> [Exercise]:
Print the records verbatim, from their first line up to and including the line that contains "column 125, row 185".

BEGIN Given data

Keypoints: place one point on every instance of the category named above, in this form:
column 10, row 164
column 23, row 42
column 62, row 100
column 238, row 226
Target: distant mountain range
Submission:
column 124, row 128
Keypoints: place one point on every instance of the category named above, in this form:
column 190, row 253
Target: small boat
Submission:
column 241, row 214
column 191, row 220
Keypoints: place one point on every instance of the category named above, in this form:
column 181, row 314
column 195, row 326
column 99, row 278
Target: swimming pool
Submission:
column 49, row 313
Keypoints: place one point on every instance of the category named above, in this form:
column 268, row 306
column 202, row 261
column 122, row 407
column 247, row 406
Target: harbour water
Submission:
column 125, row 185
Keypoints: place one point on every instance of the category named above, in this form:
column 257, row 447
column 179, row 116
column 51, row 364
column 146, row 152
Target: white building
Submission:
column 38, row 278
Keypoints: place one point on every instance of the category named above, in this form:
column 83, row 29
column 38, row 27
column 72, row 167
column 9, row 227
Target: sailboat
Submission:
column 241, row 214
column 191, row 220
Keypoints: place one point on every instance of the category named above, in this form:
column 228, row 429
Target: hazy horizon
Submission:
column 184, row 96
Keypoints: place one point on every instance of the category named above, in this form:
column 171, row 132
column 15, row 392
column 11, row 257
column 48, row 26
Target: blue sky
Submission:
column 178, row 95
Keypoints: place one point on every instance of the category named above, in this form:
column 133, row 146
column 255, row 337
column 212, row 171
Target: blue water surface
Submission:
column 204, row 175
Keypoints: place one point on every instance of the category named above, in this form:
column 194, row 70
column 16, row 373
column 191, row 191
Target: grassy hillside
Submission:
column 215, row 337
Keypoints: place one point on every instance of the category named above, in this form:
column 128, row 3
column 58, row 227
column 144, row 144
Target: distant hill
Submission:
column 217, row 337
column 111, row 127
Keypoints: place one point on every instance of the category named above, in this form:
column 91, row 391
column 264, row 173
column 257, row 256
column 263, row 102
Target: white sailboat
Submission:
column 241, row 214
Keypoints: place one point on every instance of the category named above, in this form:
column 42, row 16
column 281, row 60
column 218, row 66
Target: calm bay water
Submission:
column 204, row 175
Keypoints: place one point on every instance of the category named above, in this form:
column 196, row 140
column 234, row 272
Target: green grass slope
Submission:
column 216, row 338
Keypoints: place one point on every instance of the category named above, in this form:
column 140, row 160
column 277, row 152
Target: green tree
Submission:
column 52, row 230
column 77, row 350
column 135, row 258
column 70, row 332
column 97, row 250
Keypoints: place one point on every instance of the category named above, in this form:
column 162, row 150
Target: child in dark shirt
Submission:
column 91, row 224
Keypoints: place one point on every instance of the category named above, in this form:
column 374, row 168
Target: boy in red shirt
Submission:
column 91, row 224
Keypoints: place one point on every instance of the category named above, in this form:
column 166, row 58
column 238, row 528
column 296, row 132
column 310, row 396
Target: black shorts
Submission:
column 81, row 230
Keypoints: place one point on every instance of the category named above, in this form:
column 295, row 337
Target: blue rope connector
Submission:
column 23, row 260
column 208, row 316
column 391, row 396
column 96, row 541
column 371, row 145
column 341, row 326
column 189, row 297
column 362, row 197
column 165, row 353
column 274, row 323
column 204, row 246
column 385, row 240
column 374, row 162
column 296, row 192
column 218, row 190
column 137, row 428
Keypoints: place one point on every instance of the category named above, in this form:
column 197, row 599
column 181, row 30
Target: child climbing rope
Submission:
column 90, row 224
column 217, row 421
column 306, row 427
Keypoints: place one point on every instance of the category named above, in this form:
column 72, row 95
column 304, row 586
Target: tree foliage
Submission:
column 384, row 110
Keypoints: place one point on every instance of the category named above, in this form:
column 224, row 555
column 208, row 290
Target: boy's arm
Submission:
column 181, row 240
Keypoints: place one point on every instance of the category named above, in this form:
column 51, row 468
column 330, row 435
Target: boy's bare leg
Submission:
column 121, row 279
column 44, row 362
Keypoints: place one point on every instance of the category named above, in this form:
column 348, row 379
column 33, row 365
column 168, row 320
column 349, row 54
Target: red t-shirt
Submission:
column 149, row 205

END Given data

> [Solution for this problem]:
Keypoints: place one point on every instance of the category named above, in this form:
column 10, row 164
column 23, row 42
column 62, row 100
column 238, row 226
Target: distant mountain range
Submission:
column 124, row 128
Keypoints: place one point on every instance of the category named above, in this form:
column 190, row 253
Target: small boat
Submission:
column 241, row 214
column 191, row 220
Keypoints: place one point on every instance of the category named above, in this form:
column 181, row 314
column 195, row 326
column 99, row 278
Target: swimming pool
Submission:
column 49, row 313
Keypoints: place one point on every instance of the category named above, in this form:
column 268, row 306
column 202, row 261
column 122, row 407
column 247, row 406
Target: harbour water
Submission:
column 125, row 185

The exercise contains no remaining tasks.